Given records
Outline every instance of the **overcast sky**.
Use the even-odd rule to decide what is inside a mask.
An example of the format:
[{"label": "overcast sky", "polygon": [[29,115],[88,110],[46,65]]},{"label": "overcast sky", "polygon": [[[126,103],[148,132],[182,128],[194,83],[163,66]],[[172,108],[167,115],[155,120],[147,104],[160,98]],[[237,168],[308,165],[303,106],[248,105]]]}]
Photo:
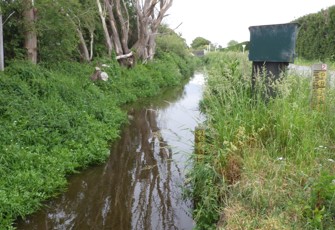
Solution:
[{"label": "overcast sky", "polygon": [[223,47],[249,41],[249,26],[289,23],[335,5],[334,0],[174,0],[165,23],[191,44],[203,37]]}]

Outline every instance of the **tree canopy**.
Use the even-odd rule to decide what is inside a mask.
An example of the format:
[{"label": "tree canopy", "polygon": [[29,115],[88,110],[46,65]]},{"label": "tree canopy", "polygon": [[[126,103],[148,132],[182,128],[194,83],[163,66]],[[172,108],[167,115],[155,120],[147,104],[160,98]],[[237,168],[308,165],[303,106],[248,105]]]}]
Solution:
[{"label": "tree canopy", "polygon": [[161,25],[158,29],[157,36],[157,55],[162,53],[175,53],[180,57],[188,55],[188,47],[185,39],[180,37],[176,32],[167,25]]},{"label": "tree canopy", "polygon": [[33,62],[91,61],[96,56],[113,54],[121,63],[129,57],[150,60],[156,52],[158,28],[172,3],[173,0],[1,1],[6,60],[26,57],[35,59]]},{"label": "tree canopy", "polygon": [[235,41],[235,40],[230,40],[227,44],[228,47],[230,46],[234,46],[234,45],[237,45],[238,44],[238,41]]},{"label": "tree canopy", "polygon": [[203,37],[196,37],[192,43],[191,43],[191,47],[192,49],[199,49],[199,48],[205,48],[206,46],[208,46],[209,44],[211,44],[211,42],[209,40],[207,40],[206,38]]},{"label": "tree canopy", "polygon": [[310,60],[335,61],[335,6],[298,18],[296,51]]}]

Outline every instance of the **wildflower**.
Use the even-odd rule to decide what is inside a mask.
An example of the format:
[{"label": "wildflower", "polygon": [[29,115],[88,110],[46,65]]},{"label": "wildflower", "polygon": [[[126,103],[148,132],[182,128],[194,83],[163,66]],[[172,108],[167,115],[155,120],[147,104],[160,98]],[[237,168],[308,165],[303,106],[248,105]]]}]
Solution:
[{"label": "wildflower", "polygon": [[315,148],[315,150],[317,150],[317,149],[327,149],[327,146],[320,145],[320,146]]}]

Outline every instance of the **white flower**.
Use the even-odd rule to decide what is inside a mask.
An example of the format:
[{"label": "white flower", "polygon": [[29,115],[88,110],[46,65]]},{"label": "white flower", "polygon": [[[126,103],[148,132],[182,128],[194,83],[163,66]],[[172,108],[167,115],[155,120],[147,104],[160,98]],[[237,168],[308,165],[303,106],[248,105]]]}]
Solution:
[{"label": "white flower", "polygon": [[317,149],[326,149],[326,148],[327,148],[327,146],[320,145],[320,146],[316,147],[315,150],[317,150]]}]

What to produce
Return, from the data, each line that has the word "instance" in it.

Solution to this task
Outline every instance of the **overcast sky**.
Outline every instance of the **tree canopy**.
Outline every instance of the **wildflower**.
Outline every instance of the **white flower**.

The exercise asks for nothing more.